▶ _YOUR OBJECTIVE_: Copy every entry below, exactly and in full.

(GIVEN RECORDS begins)

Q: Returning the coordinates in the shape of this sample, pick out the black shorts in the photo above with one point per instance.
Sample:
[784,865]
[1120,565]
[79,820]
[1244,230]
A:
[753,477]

(GIVEN RECORDS ends)

▶ _SOLUTION TO THE PROBLEM_:
Q: Returning the coordinates in the shape of this sample, pick out the black shorts in the photo above with one point per instance.
Sample:
[784,865]
[1120,565]
[79,820]
[1244,230]
A:
[753,477]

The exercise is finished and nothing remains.